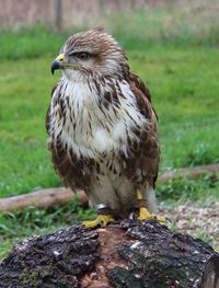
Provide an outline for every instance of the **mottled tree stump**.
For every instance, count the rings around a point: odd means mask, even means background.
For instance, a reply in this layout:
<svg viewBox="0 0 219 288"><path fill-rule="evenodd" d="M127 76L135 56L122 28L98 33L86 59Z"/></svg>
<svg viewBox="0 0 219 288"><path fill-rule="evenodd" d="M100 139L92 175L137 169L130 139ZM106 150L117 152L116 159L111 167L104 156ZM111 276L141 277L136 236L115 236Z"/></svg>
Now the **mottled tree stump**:
<svg viewBox="0 0 219 288"><path fill-rule="evenodd" d="M73 226L15 245L0 265L0 287L216 288L218 257L208 244L157 221ZM210 273L215 286L201 285Z"/></svg>

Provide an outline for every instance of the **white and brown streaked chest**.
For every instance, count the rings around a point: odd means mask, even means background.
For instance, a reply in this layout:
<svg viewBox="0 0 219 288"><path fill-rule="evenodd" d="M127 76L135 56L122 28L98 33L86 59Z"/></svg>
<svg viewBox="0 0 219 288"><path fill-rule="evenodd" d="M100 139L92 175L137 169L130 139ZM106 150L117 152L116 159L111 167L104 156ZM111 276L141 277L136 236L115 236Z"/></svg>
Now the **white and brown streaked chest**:
<svg viewBox="0 0 219 288"><path fill-rule="evenodd" d="M49 112L49 135L66 152L97 160L123 151L139 141L148 119L136 96L123 80L101 79L71 83L61 79L54 91Z"/></svg>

WORK REQUIRED: Reproduce the listing above word for word, leaving out the pictures.

REPLY:
Provide an outline for every instance of the **mottled tree stump**.
For every instance, count the rings around a point: odd means mask, even means background.
For instance, a reply in this layout:
<svg viewBox="0 0 219 288"><path fill-rule="evenodd" d="M127 76L135 56L122 28L98 33L86 59Z"/></svg>
<svg viewBox="0 0 219 288"><path fill-rule="evenodd" d="M100 139L92 175L137 169L130 139ZM106 150L117 152L116 159L111 167L104 156ZM111 276L141 277L136 236L115 236Z"/></svg>
Now the **mottled tree stump**:
<svg viewBox="0 0 219 288"><path fill-rule="evenodd" d="M73 226L15 245L0 265L0 287L216 288L218 257L208 244L157 221ZM210 273L215 286L201 285Z"/></svg>

Provide an outline for every instance of the **white and brown streaked chest**.
For every instance, count the rings around a point: odd means mask, even means background.
For instance, a reply in this layout:
<svg viewBox="0 0 219 288"><path fill-rule="evenodd" d="M127 76L135 56L122 28L98 33L86 59Z"/></svg>
<svg viewBox="0 0 219 288"><path fill-rule="evenodd" d="M100 139L92 175L137 169L130 139ZM106 150L117 152L116 159L111 167L104 156ZM111 276L141 277L136 236L115 236Z"/></svg>
Now the **white and brown streaked chest**:
<svg viewBox="0 0 219 288"><path fill-rule="evenodd" d="M49 112L49 135L66 152L97 160L123 151L139 141L148 119L136 96L123 80L101 79L71 83L61 79L54 91Z"/></svg>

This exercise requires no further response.